#### Aangeleverde tekst:
_ _ _
Hoofdstuk 2 Inwerkingtreding

3. Dit besluit treedt met terugwerkende kracht in werking met ingang van 1 januari 2005.

Hoofdstuk 3 De volgende voorwaarden vast te stellen waaronder de bevoegdheden gemandateerd worden:

4. de directeur Middelen staat op basis van artikel 5 lid 3 sub b van de mandaatregeling toe dat de afdelingshoofden van de directie Middelen vervolgens ondermandaat verlenen aan de onder hen ressorterende functionarissen, zijnde onderafdelingshoofden, projectleiders of coördinatoren;

5. de gemandateerde oefent zijn bevoegdheden uit met inachtneming van de algemene regels die gesteld zijn in de Mandaatregeling, die op 3 januari 2005 is vastgesteld door het algemeen bestuur;

6. de gemandateerde oefent zijn bevoegdheid slechts uit voor zover hierdoor de (onder)mandaten van andere ambtenaren niet worden aangetast.

Hoofdstuk 4

7.

  • bij afwezigheid van het afdelingshoofd Informatisering & Automatisering worden diens bevoegdheden uitgeoefend door het afdelingshoofd Facilitaire Zaken;

  • bij afwezigheid van het afdelingshoofd Facilitaire Zaken worden diens bevoegdheden uitgeoefend door het afdelingshoofd Informatisering & automatisering;

  • bij afwezigheid van het afdelingshoofd Belastingen worden diens bevoegdheden uitgeoefend door het afdelingshoofd Vastgoed;

  • bij afwezigheid van het afdelingshoofd Financiën worden diens bevoegdheden uitgeoefend door het afdelingshoofd Belastingen;

  • bij afwezigheid van het afdelingshoofd Personeel & Organisatie worden diens bevoegdheden uitgeoefend door de directeur Middelen

  • bij afwezigheid van het afdelingshoofd Vastgoed worden diens bevoegdheden uitgeoefend door het afdelingshoofd Financiën.
_ _ _
Datasetitems:
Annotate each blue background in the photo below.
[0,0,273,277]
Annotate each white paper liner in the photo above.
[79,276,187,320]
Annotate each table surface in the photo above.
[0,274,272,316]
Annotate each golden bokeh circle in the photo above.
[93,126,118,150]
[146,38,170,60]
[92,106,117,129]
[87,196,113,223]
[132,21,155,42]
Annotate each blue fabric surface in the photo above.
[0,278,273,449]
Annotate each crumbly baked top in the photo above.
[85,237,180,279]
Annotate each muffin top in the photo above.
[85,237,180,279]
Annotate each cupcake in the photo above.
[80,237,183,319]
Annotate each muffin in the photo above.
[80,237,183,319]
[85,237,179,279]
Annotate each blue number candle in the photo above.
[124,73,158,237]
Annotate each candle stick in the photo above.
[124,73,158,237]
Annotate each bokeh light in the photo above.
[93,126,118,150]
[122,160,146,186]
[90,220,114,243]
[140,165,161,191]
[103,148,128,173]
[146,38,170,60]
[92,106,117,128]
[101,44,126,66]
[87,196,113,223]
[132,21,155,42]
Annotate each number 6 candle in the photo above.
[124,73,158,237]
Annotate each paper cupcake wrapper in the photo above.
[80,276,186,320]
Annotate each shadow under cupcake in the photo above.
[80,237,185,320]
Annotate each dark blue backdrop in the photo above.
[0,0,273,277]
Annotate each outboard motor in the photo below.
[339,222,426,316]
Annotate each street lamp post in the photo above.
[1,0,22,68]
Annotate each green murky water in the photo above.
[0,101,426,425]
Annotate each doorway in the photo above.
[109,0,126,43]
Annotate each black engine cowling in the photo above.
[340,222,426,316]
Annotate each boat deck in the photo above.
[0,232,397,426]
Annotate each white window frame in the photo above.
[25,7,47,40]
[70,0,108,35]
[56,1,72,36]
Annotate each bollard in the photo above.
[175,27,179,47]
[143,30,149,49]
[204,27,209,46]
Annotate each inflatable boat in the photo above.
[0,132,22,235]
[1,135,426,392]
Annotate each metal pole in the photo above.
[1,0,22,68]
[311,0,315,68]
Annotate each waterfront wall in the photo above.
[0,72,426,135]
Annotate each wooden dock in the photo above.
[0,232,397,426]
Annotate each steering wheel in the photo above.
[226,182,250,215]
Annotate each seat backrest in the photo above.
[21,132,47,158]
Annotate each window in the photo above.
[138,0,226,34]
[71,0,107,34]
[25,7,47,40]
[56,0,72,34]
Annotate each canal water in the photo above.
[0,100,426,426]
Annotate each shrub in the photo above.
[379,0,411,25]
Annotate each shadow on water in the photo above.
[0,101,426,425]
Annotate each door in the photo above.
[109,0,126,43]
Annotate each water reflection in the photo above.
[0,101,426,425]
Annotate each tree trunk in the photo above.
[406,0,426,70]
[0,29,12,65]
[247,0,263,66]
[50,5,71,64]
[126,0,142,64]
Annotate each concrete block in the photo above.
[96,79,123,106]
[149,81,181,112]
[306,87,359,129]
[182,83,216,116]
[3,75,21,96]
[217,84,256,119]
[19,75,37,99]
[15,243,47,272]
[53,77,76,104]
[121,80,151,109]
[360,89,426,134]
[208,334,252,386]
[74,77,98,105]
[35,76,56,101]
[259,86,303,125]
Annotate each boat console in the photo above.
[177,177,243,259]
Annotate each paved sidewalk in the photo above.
_ _ _
#### Wat wordt gevraagd:
1 > Leg aan de hand van het besluit uit op welke grond de afdelingshoofden van de directie Middelen ondermandaat mogen verlenen, en aan wie.
2 > Geef uit het besluit letterlijk het deel terug tussen "3. Dit besluit" en "niet worden aangetast.", beide inbegrepen.
3 > Noem alle afdelingen waarvan het besluit een afdelingshoofd vermeldt.

#### Uitkomsten oefening:
1 > De directeur Middelen staat dit toe op basis van artikel 5 lid 3 sub b van de mandaatregeling. De afdelingshoofden mogen ondermandaat verlenen aan de functionarissen die onder hen ressorteren, namelijk onderafdelingshoofden, projectleiders of coördinatoren.

2 >
3. Dit besluit treedt met terugwerkende kracht in werking met ingang van 1 januari 2005.

Hoofdstuk 3 De volgende voorwaarden vast te stellen waaronder de bevoegdheden gemandateerd worden:

4. de directeur Middelen staat op basis van artikel 5 lid 3 sub b van de mandaatregeling toe dat de afdelingshoofden van de directie Middelen vervolgens ondermandaat verlenen aan de onder hen ressorterende functionarissen, zijnde onderafdelingshoofden, projectleiders of coördinatoren;

5. de gemandateerde oefent zijn bevoegdheden uit met inachtneming van de algemene regels die gesteld zijn in de Mandaatregeling, die op 3 januari 2005 is vastgesteld door het algemeen bestuur;

6. de gemandateerde oefent zijn bevoegdheid slechts uit voor zover hierdoor de (onder)mandaten van andere ambtenaren niet worden aangetast.

3 >
- Informatisering & Automatisering
- Facilitaire Zaken
- Belastingen
- Financiën
- Personeel & Organisatie
- Vastgoed